_Source text_.

◆ ◆ ◆ ◆

The giants have produced some 13 tcf of gas so far, with estimated ultimate recoveries of 20 tcf, from deep (14,000 ft) Ordovician Ellenburger carbonates.

The Ouachita thrustbelt has long been known to be present south of the giant foreland fields but has not developed into a major producing horizon, partly due to its complexity (Fig. 3 [81,561 bytes]). Smaller but economic gas production was discovered during exploration for the giants and continues to produce in relatively shallow (1,500-7,000 ft) thrusts at Pinon, Thistle, and McKay Creek fields.

A 1993 discovery by Tom Brown Inc. of Midland and Conoco Inc. of a previously unresolved, unknown Strawn-age thrusted carbonate, just forward of the Ouachita front, ended a long search for a significant new success.

Relatively low channel 2D seismic crews, with 120 channels or less, were the only available systems for seismic exploration in the Val Verde basin through the late 1980s. The advent of higher channel, broad dynamic range recording systems, the first commercial generation of 3D systems with the capability to record as many as 720 channels live on the ground for a single shot, enabled geophysicists to better sample complex problems such as source-generated noise, its backscattered counterpart, and overthrust dips.

Early multireceiver line tests in 1989 deliberately oversampled the problem in order to allow for robust noise analysis and evaluation of threshold measurements of fold and sampling requirements needed to properly image the subsurface targets. The ability to see and measure this seismic behavior enabled geophysicists to design, engineer, test, and prove field receiver and source geometries that effectively attack and help attenuate such problems in the field.

◆ ◆ ◆ ◆

_Raw data_.
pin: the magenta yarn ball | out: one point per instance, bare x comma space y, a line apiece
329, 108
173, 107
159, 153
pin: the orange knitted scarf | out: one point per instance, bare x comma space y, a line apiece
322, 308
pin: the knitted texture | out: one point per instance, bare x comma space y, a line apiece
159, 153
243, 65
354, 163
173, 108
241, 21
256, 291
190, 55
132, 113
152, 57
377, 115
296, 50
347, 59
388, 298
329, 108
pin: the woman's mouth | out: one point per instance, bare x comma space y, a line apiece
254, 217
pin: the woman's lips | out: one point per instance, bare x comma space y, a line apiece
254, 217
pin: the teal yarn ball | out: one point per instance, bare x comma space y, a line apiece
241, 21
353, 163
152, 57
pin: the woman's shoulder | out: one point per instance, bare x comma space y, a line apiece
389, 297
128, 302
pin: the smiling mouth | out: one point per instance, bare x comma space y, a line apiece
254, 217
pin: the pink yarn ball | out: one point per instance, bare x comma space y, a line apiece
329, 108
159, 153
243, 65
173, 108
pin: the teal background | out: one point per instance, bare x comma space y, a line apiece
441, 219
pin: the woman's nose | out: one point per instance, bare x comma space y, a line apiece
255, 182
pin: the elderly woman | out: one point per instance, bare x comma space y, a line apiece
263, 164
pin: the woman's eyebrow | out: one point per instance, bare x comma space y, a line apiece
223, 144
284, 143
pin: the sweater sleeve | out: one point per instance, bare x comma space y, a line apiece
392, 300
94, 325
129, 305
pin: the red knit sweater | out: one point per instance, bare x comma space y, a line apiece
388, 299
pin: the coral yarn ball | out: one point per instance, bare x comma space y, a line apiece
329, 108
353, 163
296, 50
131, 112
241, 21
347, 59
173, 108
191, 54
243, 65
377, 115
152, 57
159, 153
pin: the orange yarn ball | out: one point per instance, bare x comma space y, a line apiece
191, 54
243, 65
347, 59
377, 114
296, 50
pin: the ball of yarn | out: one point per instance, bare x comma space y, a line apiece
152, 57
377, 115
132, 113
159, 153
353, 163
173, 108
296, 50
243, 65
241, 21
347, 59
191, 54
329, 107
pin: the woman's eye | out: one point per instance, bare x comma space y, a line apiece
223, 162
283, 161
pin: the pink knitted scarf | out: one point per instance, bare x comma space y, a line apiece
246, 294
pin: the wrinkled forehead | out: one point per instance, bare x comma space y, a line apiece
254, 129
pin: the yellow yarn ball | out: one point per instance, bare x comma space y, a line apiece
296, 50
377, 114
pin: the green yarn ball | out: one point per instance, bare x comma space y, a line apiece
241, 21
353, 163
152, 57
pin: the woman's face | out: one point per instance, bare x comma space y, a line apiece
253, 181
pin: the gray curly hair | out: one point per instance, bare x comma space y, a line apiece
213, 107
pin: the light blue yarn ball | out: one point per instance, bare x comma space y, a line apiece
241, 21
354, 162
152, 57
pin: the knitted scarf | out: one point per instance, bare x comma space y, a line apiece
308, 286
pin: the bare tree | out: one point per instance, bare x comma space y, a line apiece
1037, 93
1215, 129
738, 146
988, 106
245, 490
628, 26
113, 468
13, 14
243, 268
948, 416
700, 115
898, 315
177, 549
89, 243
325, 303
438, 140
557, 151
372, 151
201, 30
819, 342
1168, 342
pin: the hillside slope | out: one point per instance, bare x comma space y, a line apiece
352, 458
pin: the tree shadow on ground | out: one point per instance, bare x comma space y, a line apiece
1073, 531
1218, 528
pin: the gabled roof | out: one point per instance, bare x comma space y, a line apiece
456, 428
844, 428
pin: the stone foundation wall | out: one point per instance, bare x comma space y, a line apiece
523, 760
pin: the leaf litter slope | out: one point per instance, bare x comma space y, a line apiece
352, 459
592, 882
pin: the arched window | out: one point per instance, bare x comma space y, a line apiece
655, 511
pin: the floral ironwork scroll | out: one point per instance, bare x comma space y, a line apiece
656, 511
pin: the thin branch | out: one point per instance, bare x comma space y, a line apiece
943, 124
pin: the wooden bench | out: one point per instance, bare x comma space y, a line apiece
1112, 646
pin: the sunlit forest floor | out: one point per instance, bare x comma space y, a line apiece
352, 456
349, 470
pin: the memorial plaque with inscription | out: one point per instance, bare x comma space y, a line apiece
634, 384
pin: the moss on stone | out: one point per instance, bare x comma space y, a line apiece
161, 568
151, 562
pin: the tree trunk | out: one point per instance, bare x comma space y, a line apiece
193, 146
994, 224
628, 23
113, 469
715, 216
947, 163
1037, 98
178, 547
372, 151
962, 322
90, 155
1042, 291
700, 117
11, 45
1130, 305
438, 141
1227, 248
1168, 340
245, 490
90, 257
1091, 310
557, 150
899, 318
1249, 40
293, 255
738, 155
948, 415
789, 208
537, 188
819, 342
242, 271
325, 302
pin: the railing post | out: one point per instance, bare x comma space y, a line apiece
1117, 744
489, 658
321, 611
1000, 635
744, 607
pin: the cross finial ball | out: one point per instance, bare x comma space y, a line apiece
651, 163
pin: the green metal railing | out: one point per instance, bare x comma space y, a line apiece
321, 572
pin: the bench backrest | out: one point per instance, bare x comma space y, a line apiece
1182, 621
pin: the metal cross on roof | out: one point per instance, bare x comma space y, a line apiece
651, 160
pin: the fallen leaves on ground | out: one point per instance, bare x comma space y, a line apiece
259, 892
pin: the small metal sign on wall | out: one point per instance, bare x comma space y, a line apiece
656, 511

◆ ◆ ◆ ◆

_Work to complete_.
A - In the Val Verde basin text, how many channels could the first commercial generation of 3D systems record live for a single shot?
B - Please print the part of the Val Verde basin text starting at "The giants have" and ending at "Ordovician Ellenburger carbonates.".

_Solutions per task_.
A - As many as 720 channels.

B -
The giants have produced some 13 tcf of gas so far, with estimated ultimate recoveries of 20 tcf, from deep (14,000 ft) Ordovician Ellenburger carbonates.